### READING TEXT
******

With this reasoning in mind, Glaucon concludes there is no difference between a just and an unjust man.  With no consequences as motivation, each kind of man would do what would benefit him in every situation. In order to prove his point, Glaucon tells the “Myth of Gyges” which is the story of a shepherd that is toiling in the service of a king ruling Lydia.  As he is tending the sheep, he is hit with a severe thunderstorm, and then the rumbling of an earthquake causes a great chasm to open where he is pasturing.  He wanders down inside and “sees quite wonderful things about which men tell tales.”  Among them, he sees a hollow bronze horse with a large corpse inside wearing nothing but a gold ring.  The shepherd takes the ring and eventually finds that when he turns it toward himself, people around him no longer see him.  He has a cloak of invisibility which gives him tremendous power.  Realizing he will no longer suffer consequences for his actions, he enters the queen’s bedchamber and seduces her.  He then kills the king and takes over the whole kingdom.

Using this story’s idea, Glaucon contemplates if there were two of these rings, each placed on the fingers of both the just and the unjust men, would either act differently?  With no people looking on and no lawful consequences, what would each man do with this access to invisible power?  The idea of this ring has the power to show a man his own soul.  Glaucon is certain they would both behave the same because no one behaves justly without reason. He claims, “give each, the just man and the unjust, license to do whatever he wants, while we follow and watch where his desire will lead each.”  He says that if we follow even the just man, he would be caught “red-handed going the same way as the unjust man out of a desire to get the better.”

******

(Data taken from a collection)
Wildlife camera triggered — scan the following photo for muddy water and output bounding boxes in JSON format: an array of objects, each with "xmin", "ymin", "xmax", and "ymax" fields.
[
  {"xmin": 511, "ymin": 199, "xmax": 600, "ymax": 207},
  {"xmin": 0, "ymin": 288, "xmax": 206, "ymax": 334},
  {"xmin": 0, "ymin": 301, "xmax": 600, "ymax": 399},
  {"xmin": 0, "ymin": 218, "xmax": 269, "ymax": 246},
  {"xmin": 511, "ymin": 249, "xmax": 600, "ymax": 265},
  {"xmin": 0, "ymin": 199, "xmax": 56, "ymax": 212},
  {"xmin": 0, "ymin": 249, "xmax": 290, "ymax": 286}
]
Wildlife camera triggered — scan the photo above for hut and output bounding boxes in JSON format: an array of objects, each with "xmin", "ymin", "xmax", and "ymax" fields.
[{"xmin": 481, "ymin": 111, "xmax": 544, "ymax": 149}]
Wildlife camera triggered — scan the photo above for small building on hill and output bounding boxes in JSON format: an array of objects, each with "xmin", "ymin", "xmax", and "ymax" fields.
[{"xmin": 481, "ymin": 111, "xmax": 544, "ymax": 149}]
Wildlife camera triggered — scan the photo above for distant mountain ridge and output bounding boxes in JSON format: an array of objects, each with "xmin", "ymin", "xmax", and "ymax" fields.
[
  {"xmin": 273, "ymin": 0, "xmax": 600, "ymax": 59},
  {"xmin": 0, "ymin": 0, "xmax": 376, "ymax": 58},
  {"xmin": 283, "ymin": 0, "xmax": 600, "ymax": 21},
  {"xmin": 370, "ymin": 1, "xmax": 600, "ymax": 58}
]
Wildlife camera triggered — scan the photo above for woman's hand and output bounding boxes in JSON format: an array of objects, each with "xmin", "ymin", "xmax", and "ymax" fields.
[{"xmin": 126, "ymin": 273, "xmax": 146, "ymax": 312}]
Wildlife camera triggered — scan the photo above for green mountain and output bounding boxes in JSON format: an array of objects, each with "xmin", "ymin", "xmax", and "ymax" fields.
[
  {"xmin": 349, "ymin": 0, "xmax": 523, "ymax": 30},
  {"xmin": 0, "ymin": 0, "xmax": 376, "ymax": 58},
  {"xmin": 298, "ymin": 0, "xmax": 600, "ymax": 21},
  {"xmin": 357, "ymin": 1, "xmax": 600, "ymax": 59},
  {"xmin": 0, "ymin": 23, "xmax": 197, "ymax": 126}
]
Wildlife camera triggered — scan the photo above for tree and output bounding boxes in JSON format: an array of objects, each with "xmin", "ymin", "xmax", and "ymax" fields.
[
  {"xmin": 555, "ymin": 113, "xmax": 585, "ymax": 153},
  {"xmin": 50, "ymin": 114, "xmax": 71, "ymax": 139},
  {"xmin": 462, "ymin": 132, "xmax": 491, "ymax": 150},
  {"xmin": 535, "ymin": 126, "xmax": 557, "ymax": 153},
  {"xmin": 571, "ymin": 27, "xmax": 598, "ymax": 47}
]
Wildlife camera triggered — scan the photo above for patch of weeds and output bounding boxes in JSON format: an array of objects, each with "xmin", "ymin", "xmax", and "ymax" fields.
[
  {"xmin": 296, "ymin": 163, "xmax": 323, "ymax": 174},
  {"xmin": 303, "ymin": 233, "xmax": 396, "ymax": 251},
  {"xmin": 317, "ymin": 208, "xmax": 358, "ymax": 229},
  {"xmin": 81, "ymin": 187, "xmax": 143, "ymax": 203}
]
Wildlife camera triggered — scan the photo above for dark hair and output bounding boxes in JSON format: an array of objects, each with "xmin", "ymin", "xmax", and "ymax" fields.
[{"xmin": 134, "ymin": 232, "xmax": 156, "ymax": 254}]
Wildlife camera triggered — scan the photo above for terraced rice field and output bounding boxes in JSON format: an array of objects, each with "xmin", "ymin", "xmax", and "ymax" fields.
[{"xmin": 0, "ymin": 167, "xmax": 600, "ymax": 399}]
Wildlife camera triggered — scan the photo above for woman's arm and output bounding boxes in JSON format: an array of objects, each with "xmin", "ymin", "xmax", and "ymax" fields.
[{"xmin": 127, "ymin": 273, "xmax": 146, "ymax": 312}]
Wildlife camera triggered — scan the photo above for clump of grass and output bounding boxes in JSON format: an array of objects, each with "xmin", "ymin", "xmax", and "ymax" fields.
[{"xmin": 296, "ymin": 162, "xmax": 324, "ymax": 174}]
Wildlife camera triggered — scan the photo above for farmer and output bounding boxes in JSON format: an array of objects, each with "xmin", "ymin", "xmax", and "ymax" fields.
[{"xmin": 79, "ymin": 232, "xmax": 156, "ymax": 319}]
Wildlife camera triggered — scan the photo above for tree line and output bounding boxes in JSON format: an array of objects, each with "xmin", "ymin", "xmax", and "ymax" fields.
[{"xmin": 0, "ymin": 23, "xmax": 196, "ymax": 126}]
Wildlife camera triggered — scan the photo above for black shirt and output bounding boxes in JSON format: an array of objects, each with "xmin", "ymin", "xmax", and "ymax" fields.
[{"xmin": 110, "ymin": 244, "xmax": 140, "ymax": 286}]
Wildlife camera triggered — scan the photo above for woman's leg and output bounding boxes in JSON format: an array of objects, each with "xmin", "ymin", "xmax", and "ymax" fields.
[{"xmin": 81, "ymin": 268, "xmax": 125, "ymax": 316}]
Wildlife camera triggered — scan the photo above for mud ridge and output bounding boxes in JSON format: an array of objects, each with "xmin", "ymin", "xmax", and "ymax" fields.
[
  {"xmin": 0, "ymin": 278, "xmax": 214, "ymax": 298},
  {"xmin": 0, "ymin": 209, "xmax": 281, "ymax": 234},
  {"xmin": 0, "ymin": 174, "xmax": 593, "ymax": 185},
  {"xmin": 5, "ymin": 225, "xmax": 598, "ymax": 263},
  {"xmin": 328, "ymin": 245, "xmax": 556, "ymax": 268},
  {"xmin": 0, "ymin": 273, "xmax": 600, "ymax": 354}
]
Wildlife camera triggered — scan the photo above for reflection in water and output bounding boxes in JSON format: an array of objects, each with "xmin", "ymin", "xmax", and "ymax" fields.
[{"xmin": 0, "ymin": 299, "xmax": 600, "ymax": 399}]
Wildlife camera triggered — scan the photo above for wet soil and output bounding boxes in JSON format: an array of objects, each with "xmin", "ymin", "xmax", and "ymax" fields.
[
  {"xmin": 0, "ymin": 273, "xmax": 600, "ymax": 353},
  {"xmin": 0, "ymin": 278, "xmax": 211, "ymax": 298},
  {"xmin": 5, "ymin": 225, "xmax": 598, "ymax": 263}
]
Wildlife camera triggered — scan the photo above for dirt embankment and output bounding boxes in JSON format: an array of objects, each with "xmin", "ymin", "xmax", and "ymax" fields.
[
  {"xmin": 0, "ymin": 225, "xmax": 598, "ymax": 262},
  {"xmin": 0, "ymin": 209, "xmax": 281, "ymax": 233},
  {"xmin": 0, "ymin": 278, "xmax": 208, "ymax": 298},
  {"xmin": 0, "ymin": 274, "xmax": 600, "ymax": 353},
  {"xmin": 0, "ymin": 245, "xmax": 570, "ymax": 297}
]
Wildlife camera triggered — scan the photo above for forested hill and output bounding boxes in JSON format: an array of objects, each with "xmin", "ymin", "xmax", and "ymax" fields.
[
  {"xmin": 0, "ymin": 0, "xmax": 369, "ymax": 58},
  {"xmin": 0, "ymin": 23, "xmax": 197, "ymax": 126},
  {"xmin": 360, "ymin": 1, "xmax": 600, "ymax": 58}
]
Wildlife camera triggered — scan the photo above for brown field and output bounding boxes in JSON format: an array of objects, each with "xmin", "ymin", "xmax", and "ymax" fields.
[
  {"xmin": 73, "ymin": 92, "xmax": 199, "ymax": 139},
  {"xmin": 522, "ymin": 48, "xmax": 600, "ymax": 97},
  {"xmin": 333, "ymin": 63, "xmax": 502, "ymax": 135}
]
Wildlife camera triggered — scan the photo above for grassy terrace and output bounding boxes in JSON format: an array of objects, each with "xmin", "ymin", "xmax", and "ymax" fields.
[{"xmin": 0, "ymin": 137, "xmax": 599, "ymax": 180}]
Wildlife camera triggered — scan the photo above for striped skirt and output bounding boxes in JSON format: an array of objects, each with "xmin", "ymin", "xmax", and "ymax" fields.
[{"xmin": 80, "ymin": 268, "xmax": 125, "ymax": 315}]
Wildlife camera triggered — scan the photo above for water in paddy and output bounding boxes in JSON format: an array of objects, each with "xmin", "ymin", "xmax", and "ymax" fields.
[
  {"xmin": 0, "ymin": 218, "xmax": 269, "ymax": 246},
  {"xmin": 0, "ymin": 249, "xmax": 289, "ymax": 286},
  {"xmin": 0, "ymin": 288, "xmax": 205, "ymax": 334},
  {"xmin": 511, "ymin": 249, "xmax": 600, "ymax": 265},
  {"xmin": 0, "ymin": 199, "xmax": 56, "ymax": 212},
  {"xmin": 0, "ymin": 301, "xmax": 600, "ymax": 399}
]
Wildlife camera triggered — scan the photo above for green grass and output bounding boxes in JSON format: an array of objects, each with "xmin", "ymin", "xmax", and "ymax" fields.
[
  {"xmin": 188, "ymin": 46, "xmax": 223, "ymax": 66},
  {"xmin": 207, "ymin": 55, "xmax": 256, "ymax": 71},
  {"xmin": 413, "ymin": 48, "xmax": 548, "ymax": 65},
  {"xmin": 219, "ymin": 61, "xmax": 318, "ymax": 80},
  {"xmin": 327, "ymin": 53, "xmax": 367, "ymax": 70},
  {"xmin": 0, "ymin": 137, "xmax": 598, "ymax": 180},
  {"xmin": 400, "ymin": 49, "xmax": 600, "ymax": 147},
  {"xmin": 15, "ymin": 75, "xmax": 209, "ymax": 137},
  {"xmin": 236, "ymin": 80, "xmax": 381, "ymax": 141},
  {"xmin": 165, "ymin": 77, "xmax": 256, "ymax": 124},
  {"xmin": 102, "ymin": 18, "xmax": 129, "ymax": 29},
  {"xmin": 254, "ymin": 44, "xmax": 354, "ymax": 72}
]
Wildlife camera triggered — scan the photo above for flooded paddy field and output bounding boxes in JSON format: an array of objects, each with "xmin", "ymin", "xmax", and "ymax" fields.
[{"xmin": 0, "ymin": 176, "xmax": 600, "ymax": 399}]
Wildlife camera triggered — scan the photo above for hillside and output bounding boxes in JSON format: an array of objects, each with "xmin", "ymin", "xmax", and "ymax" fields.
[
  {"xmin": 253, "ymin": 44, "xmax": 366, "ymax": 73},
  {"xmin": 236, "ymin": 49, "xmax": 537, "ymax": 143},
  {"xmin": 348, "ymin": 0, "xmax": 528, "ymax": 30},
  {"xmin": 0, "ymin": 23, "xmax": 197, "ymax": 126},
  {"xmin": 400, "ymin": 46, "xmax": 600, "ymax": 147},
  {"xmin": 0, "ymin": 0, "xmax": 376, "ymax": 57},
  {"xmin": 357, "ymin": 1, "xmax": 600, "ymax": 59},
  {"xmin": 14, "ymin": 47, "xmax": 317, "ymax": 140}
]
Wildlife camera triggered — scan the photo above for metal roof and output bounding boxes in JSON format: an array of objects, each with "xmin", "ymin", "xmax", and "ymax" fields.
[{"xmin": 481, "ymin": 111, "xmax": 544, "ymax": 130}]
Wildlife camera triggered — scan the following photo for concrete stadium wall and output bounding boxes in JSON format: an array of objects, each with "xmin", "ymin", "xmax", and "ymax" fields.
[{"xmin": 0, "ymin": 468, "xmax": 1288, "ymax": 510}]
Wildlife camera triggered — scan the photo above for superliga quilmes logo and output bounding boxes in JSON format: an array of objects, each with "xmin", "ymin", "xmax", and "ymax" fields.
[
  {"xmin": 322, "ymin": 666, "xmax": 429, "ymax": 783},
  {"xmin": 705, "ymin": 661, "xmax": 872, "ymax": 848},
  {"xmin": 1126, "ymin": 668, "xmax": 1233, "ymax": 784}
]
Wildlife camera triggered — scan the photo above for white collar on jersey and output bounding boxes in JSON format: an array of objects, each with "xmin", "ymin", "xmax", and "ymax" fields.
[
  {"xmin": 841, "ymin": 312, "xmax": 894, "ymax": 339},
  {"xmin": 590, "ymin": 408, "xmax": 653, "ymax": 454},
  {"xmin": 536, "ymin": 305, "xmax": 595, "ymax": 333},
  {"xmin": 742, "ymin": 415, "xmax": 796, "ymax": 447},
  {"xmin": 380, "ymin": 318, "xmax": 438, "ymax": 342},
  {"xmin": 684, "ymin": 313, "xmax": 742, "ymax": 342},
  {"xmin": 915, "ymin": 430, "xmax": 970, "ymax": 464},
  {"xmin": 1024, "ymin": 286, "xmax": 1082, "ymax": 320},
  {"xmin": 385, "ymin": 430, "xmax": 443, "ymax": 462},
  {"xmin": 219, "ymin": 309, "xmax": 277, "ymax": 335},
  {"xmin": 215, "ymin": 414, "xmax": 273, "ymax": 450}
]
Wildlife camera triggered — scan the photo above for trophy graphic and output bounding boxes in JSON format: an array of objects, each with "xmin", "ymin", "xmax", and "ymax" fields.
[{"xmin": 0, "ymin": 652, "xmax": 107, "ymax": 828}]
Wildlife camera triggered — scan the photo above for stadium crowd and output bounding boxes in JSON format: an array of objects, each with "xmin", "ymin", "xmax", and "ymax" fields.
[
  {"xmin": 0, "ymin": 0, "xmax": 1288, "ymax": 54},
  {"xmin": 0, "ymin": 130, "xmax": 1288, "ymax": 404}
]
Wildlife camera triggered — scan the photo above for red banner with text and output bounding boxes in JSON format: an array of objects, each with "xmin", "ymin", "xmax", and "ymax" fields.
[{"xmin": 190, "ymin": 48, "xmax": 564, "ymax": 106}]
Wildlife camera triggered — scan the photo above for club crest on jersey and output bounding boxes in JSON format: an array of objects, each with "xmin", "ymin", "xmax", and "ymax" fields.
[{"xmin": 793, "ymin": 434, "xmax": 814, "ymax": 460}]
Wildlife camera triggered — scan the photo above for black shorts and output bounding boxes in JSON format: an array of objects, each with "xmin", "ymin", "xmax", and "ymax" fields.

******

### SET PROBLEM
Continue the passage on Glaucon's argument and the ring of Gyges, picking up right after its final sentence.

### EXERCISE OUTPUT
Currently, our city leaders have access to this ring of Gyges.  They have the power of invisibility to geofence any area in town in order to learn information about the people entering and exiting with their cell phones.  Who will have that power, and will he be just or unjust?  This is what Wiknich is asking. “Who will have access to’s research?” and “What other unnamed individuals will be able to request a report without the city manager’s approval?”  Understandably concerned about his competition, Wiknich inquired, “Will any businesses or private organizations get a report?”  He wanted to know, “Who sets the surveillance criteria?  Will the general public have access to this newly acquired technology?   How about the city staff?  Will the citizens of Ridgecrest know when they are being surveilled?  Will the council establish a public record of all the results?”  And then, finally, he asked the clincher: “Will this surveillance also be used for any political campaigns or other political reasons?”

Now that three council members voted for access to this powerful ring of invisibility, Wiknich is asking for answers.  He wants to know who will wear the ring of Gyges and what sort of justice will this ring-wearer wield?